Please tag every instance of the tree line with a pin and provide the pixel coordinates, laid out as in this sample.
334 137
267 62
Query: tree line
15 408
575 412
* * * * * * *
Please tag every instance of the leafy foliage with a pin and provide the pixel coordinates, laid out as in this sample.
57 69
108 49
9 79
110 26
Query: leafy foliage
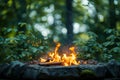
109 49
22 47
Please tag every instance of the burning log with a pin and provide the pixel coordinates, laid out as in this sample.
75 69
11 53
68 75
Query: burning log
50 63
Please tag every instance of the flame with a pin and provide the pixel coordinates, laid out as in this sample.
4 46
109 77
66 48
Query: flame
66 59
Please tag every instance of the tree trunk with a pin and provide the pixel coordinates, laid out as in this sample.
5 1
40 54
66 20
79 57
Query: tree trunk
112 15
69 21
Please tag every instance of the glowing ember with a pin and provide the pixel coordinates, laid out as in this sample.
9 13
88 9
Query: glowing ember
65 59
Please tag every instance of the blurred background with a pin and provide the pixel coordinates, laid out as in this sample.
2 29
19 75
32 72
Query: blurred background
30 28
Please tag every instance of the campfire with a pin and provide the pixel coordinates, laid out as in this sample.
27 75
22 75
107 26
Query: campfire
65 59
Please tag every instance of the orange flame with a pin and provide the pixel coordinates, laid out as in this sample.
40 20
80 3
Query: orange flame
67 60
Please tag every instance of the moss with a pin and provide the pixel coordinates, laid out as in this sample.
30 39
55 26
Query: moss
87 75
* * * * * * *
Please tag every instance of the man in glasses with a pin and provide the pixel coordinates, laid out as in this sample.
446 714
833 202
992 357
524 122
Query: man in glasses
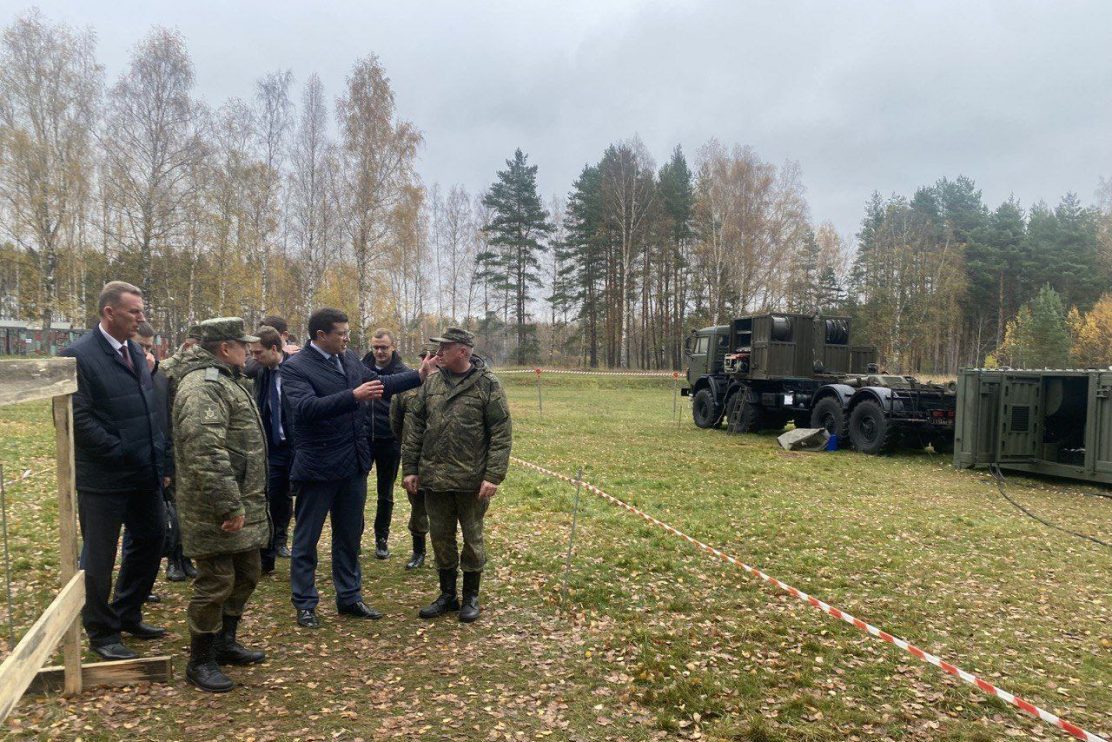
* * * * * * *
Written request: How many lines above contain the word "background" with matching case? Reply with the number only.

In response: 2